## Challenge
Convert every line of the records into a Markdown table with two columns, Row for the row number and Entry for the line itself. Skip blank lines, and leave the pictures out of the answer.

***** Materials provided

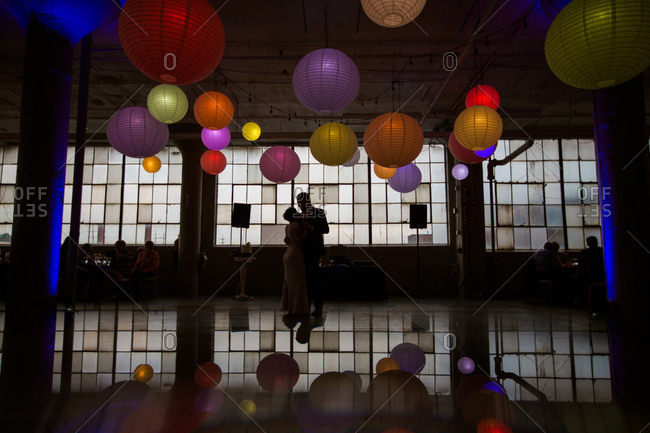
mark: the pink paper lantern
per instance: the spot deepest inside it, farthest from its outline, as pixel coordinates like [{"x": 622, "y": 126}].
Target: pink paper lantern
[
  {"x": 280, "y": 164},
  {"x": 215, "y": 139}
]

**********

## The answer
| Row | Entry |
|---|---|
| 1 | mark: the pink paper lantern |
| 2 | per instance: the spot deepest inside it, farthest from its outline, as pixel coordinates like [{"x": 622, "y": 126}]. |
| 3 | Target: pink paper lantern |
| 4 | [ |
| 5 |   {"x": 280, "y": 164}, |
| 6 |   {"x": 215, "y": 139} |
| 7 | ] |